Format everything from the line containing "reflection in the photo above." down to the end of the records as a Markdown table with the columns Row and Line. Number each line in the Row column and skip any blank lines.

* Start RECORDS FOR THE EXERCISE *

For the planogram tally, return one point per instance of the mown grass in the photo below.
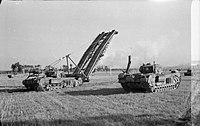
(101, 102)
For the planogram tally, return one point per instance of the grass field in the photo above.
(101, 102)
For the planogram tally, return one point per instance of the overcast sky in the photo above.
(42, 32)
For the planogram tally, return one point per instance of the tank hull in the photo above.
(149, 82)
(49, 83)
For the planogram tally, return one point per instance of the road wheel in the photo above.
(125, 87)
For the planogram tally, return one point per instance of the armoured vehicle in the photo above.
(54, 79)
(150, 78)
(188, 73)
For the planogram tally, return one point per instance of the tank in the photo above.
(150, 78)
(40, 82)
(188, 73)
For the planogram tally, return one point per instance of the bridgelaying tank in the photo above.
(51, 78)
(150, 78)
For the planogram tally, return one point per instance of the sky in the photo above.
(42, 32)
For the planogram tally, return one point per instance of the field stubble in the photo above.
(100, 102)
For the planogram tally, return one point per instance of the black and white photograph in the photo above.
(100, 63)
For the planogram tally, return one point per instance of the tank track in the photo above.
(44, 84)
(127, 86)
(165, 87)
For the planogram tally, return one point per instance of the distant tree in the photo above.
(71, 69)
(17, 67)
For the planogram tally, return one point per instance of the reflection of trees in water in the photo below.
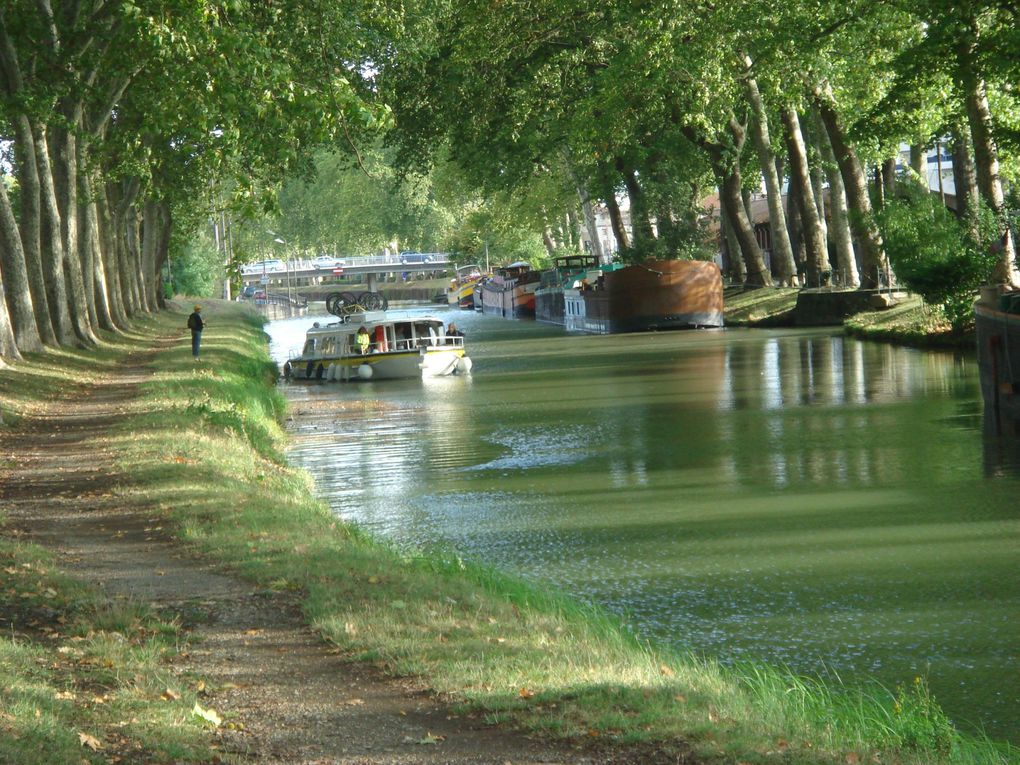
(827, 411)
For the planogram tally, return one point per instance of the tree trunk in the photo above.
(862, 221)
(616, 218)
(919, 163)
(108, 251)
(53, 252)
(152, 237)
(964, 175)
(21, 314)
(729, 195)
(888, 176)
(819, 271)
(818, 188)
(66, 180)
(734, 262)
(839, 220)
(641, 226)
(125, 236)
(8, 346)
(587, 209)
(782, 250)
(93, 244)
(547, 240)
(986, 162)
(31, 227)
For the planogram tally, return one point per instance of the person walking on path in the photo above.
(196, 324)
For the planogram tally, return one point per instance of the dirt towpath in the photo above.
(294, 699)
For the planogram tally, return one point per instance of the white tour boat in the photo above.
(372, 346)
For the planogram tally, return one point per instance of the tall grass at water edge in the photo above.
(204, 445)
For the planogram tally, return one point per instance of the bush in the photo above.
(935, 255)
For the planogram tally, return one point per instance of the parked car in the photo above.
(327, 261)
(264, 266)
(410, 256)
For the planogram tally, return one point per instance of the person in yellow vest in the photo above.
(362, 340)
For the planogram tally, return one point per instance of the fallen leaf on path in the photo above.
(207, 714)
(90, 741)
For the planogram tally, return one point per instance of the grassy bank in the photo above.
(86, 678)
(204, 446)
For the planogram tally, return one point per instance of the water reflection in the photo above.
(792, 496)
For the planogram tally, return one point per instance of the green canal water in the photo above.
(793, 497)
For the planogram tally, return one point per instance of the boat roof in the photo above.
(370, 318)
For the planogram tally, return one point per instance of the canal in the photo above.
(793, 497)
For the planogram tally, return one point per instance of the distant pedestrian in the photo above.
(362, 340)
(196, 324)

* End RECORDS FOR THE EXERCISE *

§ **FULL RESPONSE**:
| Row | Line |
|---|---|
| 1 | For the planogram tally, return one point per instance of the water reflection in the photo above. |
| 2 | (792, 496) |
| 3 | For the planogram tally, return one point per instance of the green canal water in the photo above. |
| 4 | (793, 497) |
| 5 | For the planogram tally, return one point per instance of the boat roof in the photo above. |
| 6 | (370, 318) |
| 7 | For the planogram tally, return one point per instance of the canal in the photo above. |
| 8 | (793, 497) |
| 9 | For the planogram tally, return one point per instance of the distant pedestrian in the photo above. |
| 10 | (362, 340) |
| 11 | (196, 324) |